Directives:
a. According to the passage on the Tun Abdul Razak Chair, why did Professor Habibah Ashari say her appointment was an honor to women academics as well as to her institution?
b. Please write a continuation of the passage on the Tun Abdul Razak Chair, starting after its final sentence.

Extract:
"""

The Tun Abdul Razak Chair was established at Ohio University's Department of Southeast Asian Studies in 1980 in honor of Tun Abdul Razak, Prime Minister of Malaysia from 1970 to 1976. The Razak Chair was endowed jointly by a grant from the Malaysian government and matching funds from American firms operating in Malaysia.  It is the first such chair to be established by a foreign government at any North American university.

The Razak Professor, who is a senior Malaysian scholar selected by the Malaysian Ministry of Education in consultation with the Razak Council and Ohio University, has a two-year residency at Ohio. The Razak Professor conducts seminars at Ohio University for undergraduate and graduate students in his or her respective areas of expertise. The professor also organizes the Tun Abdul Razak Distinguished Lecture in his or her second year. The Distinguished Razak Lecture is usually held in Malaysia where it attracts government and corporate participants, as well as Ohio University alumni in Malaysia who number around more than 2400.  The past Distinguished Razak Lectures have showcased Dr Clifton Wharton Jr., former US Deputy Secretary of State, Dr Charles J. Ping, former President and President Emeritus of Ohio University, Tan Sri Mohd Ghazali Shafie, politician and former Foreign Minister of Malaysia, Dr Surin Pitsuwan, former Secretary General of ASEAN, and most recently Dr John Sabraw, Professor of Art at Ohio University.

The first Razak Professor was Syed Muhammad Naguib al-Attas, a Malaysian Muslim philosopher. Ohio University hosted its fourteenth Razak professor, Professor Dr Habibah Ashari, a professor of Education from Universiti Teknologi MARA from June 2011 to July 2014. She is the first professor from UiTM to be appointed as the Tun Abdul Razak Chair-holder, and is only the second woman to be appointed to the prestigious chair in its more than 30 years in existence.  Professor Habibah said that her appointment is an honour not only to her institution but also to women academics who aspire to hold chairships, typically the domain of male academics. The 15th Razak Professor was Prof Jayum Jawan from Universiti Putra Malaysia. The chair is currently vacant as Ohio University and the Malaysian Ministry of Education are still in discussion regarding the appointment.

"""

Extracted information:
"""

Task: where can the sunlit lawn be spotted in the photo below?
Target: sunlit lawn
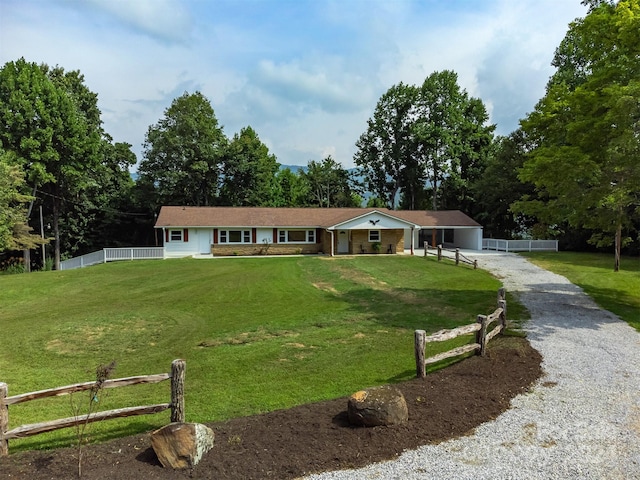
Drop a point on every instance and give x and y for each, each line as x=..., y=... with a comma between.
x=618, y=292
x=257, y=334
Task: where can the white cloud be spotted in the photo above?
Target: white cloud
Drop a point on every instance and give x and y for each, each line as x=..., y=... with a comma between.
x=163, y=19
x=305, y=75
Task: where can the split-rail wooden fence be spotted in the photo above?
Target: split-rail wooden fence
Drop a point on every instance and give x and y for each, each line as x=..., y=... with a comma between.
x=421, y=339
x=176, y=405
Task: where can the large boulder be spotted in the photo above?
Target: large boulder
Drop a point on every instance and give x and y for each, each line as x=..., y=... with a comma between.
x=378, y=406
x=182, y=445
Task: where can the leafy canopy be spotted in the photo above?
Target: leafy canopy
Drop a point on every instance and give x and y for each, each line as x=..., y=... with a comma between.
x=586, y=129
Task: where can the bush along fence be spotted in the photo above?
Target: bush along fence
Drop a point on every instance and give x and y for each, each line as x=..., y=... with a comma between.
x=457, y=256
x=176, y=405
x=480, y=328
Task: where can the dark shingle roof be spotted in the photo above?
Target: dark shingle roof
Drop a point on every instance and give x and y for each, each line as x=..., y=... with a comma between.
x=171, y=216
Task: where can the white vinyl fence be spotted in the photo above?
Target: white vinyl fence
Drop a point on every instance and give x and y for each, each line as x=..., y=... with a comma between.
x=112, y=255
x=519, y=245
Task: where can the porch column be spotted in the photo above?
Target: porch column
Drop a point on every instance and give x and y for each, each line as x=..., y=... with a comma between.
x=412, y=232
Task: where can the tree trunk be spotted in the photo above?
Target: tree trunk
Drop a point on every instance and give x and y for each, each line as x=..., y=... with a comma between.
x=618, y=247
x=56, y=232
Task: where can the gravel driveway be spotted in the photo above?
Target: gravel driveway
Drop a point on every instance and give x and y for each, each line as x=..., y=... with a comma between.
x=580, y=421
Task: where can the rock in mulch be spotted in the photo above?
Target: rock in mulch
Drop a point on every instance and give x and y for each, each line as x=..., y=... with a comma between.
x=182, y=445
x=377, y=406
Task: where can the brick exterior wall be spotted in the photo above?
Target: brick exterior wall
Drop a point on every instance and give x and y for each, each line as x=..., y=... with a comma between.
x=393, y=238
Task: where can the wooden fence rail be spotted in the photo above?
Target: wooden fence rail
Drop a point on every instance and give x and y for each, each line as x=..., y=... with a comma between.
x=421, y=339
x=176, y=404
x=457, y=256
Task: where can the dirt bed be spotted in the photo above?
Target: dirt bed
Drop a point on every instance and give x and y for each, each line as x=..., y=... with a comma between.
x=313, y=438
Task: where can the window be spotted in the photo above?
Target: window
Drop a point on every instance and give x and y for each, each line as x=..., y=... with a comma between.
x=296, y=236
x=235, y=236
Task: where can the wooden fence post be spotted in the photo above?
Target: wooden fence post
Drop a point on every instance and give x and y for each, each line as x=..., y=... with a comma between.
x=177, y=390
x=419, y=345
x=4, y=419
x=500, y=295
x=481, y=335
x=503, y=316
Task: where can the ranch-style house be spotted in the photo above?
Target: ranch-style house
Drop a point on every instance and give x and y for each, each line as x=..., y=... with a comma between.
x=189, y=231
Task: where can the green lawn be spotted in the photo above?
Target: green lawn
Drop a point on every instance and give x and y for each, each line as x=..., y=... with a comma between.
x=257, y=334
x=618, y=292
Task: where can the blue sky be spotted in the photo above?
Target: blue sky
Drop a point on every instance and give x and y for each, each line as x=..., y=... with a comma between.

"""

Answers:
a. She said it honored women academics who aspire to hold chairships, because such positions are typically the domain of male academics.

b.
List of Tun Abdul Razak Chairs and members of the Razak Council

1. Prof. Dr. Syed Muhammad Naquib Al-Attas (1981-1982)
2. Prof. Puan Sri Datuk Dr. Fatimah Hamid Don (1983-1985)
3. Prof. Datuk Dr. Zainal Abidin bin Abdul Wahid (1985-1987)
4. Prof. Dr. Abdullah bin Hassan (1987-1989) 
5. Prof. Datuk Abu Bakar Abdul Hamid (1989-1991)
6. Prof. Dato’ Dr. Sham Sani (1991-1993) 
7. Prof. Dato’ Dr. Ahmad Mahdzan bin Ayob (1993-1995)
8. Prof. Dato. Dr. Mohammed bin Yusoff (1995-1997)
9. Prof. Dr. Mohamed Sulaiman (1997-2000) 
10. Prof. Dato’ Dr. Zakaria Ahmad (2001-2003)
11. Prof. Dr. Abdul Kadir Din (2003-2005) 
12. Prof. Dato’ Mohamad Abu Bakar (2005-2007)
13. Prof. Dato’ Dr. Mohd Salleh Din (2008-2010)
14. Prof. Dr Habibah Ashari (2011-2014)
15. Prof. Dr Jayum Jawan (2015-2017)

Donors to the Tun Abdul Razak Chair at Ohio University
3M Malaysia Sdn Berhad 
Al-Bukhary Foundation (2011) 
American Express Foundation
American International Group Inc.
Bank American National Trust & Savings 
Bristol-Myers (Malaysia) Sdn Bhd
CPC (Malaysia) Sdn. Berhad 
Caltex Oil Malaysia Limited 
Chase Manhattan Foundation 
Citicorp Foundation 
Colgate-Palmolive Malaysia
Exxon Educational Foundation 
Fluor Foundation
Ford Motor Company Fund 
John T. Garnjost
Gen Instrument Malaysia Sdn Bhd
General Electric Company (HQ) 
Gillette (Malaysia) Sdn Berhad 
Goodyear Malaysia Berhad 
I.B.M. World Trade Corp.
I.N.A. Foundation
Interpena Sdn Bhd
Johnson & Johnson Sdn Bhd 
Malaysian Government 
Minnesota Mining & Mfg. Fdn. Inc.
Mobil Oil (Malaysia) 
Monsanto Fund
Motorola Malaysia Sdn Bhd 
Nabisco Grp Holding Cntr. Fund 
NCR Malaysia Sdn Bhd
Ogilvy & Mather Sdn Bhd 
Pacific Bank Berhad
Pacific Tin Consolidated Corp. 
R.C.A.
Sterling Drug (Malaysia) Sdn Bhd
Tan Sri Dato’ Lee Shin Cheng Foundation (2011)
Time Warner Foundation Inc. 
Union Carbide Europe Inc. 
Uniroyal Inc. 
Warner-Lambert Parker-Davis 
Yayasan Sime Darby (2011)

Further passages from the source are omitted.